▸ **EXCERPT PROVIDED**
Irish Biotech developing New Antibiotics attracts €58M in Series B Round

Iterum Therapeutics antibiotics series b fundraising

Iterum Therapeutics has raised €58M to fund Phase III and bring a new antibiotic to a market where innovation is lacking. 

Iterum Therapeutics is a biotech based in Dublin that develops new antibiotics with the aim of combating the superbug crisis. The company has just raised €58M ($65M) in Series B to fund Phase III trials with its lead antibiotic compound. Arix Bioscience and Advent Life Sciences. They joined top existing investors, such as Sofinnova Ventures, all of which participated in the round.

This large Series B round follows on Iterum’s Series A, which raised a huge €40M last year. The reason is likely that the Irish biotech is addressing one of the most urgent crises of healthcare worldwide, the spread of antibiotic resistance. With the new cash, the company plans to complete a Phase III trial in uncomplicated urinary tract infections and initiate more Phase III studies in the first half of 2018, aiming to file for approval with the FDA by the end of 2019.

Iterum Therapeutics antibiotics series b

Iterum is developing sulopenem, a new broad-spectrum antibiotic for Gram-negative infections. It belongs to the penem class, which is structurally different from carbapenems, a group comprised of many last-line antibiotics for which antibiotic resistance is rapidly rising. This structural differences might help treat resistant pathogens that are no longer susceptible to last-line carbapenems.

While antibiotic resistance keeps growing at alarming rates, the number of new antibiotics in the market has rarely increased in the past 40 years, especially for Gram-negative infections. However, a few companies around Europe are making efforts to change this. Auspherix, in the UK, is developing a whole new class of antibiotics based on organogold structures. Others are going for completely new approaches, like Nemesis Bioscience in Cambridge, which is removing resistance genes from bacteria using CRISPR-Cas9.

Referring expression pointing data:
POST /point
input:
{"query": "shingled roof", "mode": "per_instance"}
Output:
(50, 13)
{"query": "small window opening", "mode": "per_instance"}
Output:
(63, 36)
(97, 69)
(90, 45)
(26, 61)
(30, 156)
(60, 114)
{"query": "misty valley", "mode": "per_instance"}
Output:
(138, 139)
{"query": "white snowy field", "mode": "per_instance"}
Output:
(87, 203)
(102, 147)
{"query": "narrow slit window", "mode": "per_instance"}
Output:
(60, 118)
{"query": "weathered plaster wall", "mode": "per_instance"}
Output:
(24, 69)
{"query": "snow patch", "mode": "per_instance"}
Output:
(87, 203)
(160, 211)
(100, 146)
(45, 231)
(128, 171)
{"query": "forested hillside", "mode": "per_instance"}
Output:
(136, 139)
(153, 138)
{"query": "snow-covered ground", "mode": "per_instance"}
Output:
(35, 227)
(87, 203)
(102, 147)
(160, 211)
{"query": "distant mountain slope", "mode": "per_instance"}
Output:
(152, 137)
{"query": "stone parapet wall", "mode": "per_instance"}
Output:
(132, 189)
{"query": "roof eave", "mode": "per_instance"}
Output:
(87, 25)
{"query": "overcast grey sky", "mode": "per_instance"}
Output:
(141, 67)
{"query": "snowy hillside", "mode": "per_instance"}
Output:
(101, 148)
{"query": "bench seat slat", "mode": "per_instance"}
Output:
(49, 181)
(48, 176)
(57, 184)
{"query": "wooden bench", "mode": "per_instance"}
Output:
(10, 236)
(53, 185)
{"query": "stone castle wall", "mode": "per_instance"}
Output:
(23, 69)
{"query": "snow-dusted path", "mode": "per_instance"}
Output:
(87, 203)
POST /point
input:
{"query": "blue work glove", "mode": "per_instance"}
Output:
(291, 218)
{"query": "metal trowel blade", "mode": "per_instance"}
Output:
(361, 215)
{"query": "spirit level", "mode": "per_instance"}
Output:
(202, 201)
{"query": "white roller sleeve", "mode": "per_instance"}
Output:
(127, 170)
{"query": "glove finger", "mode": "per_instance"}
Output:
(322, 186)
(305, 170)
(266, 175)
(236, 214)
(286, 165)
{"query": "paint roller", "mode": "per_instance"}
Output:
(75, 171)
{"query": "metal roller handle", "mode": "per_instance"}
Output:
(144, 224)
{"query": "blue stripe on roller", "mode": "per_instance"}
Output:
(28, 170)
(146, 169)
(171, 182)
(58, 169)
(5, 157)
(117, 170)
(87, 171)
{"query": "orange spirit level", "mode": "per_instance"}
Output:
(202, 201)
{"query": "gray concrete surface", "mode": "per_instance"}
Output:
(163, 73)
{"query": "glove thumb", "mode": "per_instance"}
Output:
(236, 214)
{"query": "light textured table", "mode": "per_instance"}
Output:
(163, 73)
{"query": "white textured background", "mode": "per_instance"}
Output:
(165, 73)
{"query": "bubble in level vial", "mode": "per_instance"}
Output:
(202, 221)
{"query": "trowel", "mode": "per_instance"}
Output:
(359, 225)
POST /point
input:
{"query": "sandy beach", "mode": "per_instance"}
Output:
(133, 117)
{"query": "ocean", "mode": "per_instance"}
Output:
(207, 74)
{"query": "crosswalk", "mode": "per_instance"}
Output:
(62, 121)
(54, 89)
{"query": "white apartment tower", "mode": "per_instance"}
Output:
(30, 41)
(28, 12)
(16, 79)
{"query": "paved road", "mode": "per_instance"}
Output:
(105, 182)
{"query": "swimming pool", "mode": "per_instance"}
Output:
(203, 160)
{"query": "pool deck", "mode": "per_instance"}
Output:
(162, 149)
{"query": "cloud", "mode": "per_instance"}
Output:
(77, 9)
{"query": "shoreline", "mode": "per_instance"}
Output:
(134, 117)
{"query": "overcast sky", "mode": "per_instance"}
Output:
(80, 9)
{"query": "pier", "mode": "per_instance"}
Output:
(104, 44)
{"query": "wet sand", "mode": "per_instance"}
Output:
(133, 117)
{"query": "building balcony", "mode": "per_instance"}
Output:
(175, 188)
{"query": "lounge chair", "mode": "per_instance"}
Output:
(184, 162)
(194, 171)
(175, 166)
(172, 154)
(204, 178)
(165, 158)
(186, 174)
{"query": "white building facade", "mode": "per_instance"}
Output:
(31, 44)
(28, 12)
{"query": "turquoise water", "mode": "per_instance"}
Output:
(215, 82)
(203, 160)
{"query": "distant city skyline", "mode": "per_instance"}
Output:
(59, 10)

▸ **EXERCISE REQUIREMENTS**
- A) In the article on Iterum's fundraising, switch "Phase III" to "Phase 3" and give the passage that begins at the words "Iterum Therapeutics antibiotics series b fundraising" and stops after "innovation is lacking.".
- B) List every company named in the article on Iterum's fundraising.

▸ **WRITTEN RESPONSES**
- A)
Iterum Therapeutics antibiotics series b fundraising

Iterum Therapeutics has raised €58M to fund Phase 3 and bring a new antibiotic to a market where innovation is lacking.

- B)
Iterum Therapeutics
Arix Bioscience
Advent Life Sciences
Sofinnova Ventures
Auspherix
Nemesis Bioscience